§ Faça isto: Consegue prosseguir o texto de opinião sobre os salários da função pública, retomando-o logo após a última frase apresentada?

§ Excerto selecionado:
__________________________________________________
Ricardo Paes Mamede | Diário de
Notícias | opinião
A proposta de Orçamento de Estado
(OE) para 2020 prevê um aumento de 0,3% nos salários da função pública. Prevê
também uma inflação para Portugal de 1%. Isto significa que muitos funcionários
públicos vão perder poder de compra. Outra vez. Será o 19º ano que isto
acontece nos últimos 20.
O governo diz que não é bem
assim. Segundo o relatório do orçamento, em 2020 haverá promoções e progressões
nas várias carreiras da função pública, traduzindo-se num aumento salarial
médio de 3,2% (e numa despesa adicional de 715 milhões de euros) face a 2019.
No total, a factura salarial do
Estado deverá aumentar 3,6% (mais do que o PIB nominal), devido às promoções e
progressões, mas também ao reforço do número de funcionários do Estado. Por
exemplo, foi anunciada a intenção recrutar mais 8.400 profissionais de saúde
nos próximos dois anos e 1.000 trabalhadores qualificados para reforçar as
competências da administração.
Um governo que faz crescer as
despesas com salários da função pública em percentagem do PIB, que aumenta as
remunerações médias dos seus trabalhadores, que descongela carreiras, que
repõem direitos de progressão e que aumenta o número de funcionários em
áreas-chave, dificilmente pode ser visto como inimigo do Estado e de quem nele
trabalha.
No entanto, para a maioria dos
funcionários públicos isto não é grande consolação. Percebe-se porquê. Nas
últimas duas décadas a administração pública foi um dos alvos preferenciais (a
par da lei laboral) das chamadas reformas estruturais. A preocupação central da
generalidade das medidas tomadas pelos diferentes governos foi apenas uma:
reduzir a despesa. Cortou-se a eito no número de funcionários (menos 50 mil
desde 2005). Eliminaram-se estruturas e cargos dirigentes, muitas vezes sem
justificação evidente. Criou-se um modelo de avaliação que deveria servir para
estimular o desempenho, mas cujo principal resultado prático foi limitar o
ritmo de progressões na carreira.
__________________________________________________
Material de marcação de pontos
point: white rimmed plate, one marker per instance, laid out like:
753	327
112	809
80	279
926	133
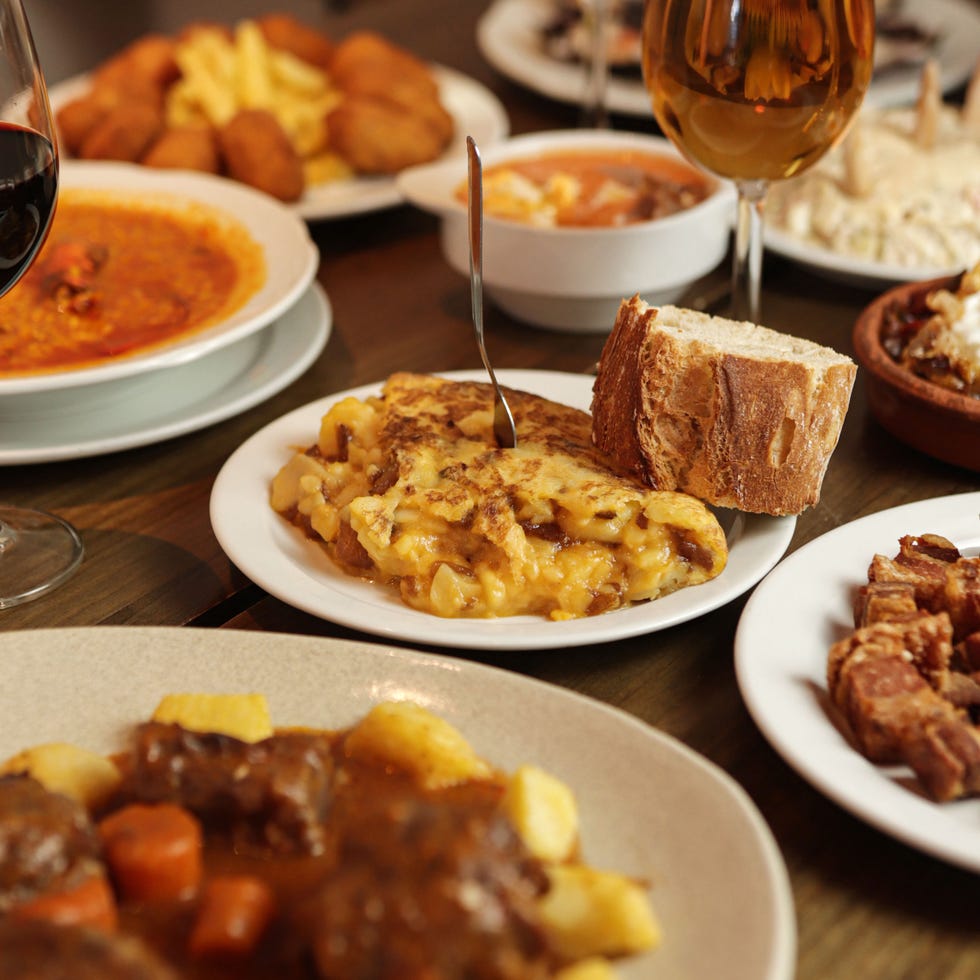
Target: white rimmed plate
148	408
847	268
509	35
808	597
476	111
290	255
649	805
295	569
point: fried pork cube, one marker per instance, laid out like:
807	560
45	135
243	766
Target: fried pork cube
874	681
257	151
945	755
276	791
125	133
885	602
189	147
922	561
962	596
285	32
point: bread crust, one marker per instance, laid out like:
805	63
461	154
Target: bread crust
733	413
__________________________________________________
§ Resultado abaixo:
Tudo isto aconteceu antes que
Paulo Portas, então vice-Primeiro Ministro, apresentasse em 2013 o seu famoso
guião para a reforma do Estado. Não admira que já então não houvesse muito para
propor, mesmo por quem sempre disse querer "racionalizar" o sector
público.
Ou seja, nas últimas duas décadas
quem trabalha para o Estado não se limitou a ver cair o seu salário real -
nalguns casos em quase 20%. Teve também de lidar com uma instabilidade
recorrente nos serviços, um aumento do volume de trabalho efectivo e a
implementação de sistemas disfuncionais de gestão de pessoas. Tudo isto no seio
de instituições cada vez mais envelhecidas e onde as pessoas se sentem
muitas vezes tratadas como meras variáveis de ajustamento financeiro.
Por tudo isto, não é de esperar
que a paz social reine na função pública em 2020, apesar dos vários sinais do
governo de querer valorizar o papel do Estado. Os sindicatos argumentam, com
razão, que o aumento dos salários médios anunciado no OE2020 traduz uma
reposição apenas parcial de tudo o que os trabalhadores perderam na última
década. Para muitos funcionários públicos - os que não serão abrangidos pelas
progressões previstas - 2020 será mais um ano em que o salário cai em termos
reais, tal como aconteceu em todos os anos excepto um desde a viragem do
século. Para grande parte dos serviços, a falta de pessoal para responder às
solicitações e a dificuldade em lidar com os desafios actuais com equipas cada
vez mais envelhecidas, vai continuar a ser a norma.
Motivar as equipas que prestam
serviços públicos nestas condições não é fácil. Mais difícil ainda é convencer
jovens qualificados e competentes a abraçar uma carreira na função pública,
face aos salários que se praticam e ao histórico de desconsideração pelos
profissionais do Estado. À luz desta experiência, o argumento habitual sobre o
privilégio de ser funcionário público - o de não correr riscos de despedimento
- é cada vez menos decisivo.
Todos parecem querer ter um
Estado mais moderno e eficaz. Nas actuais circunstâncias, consegui-lo seria
quase um milagre. Aos governos não se pedem milagres. Mas podemos esperar que
tenham noção dos desafios.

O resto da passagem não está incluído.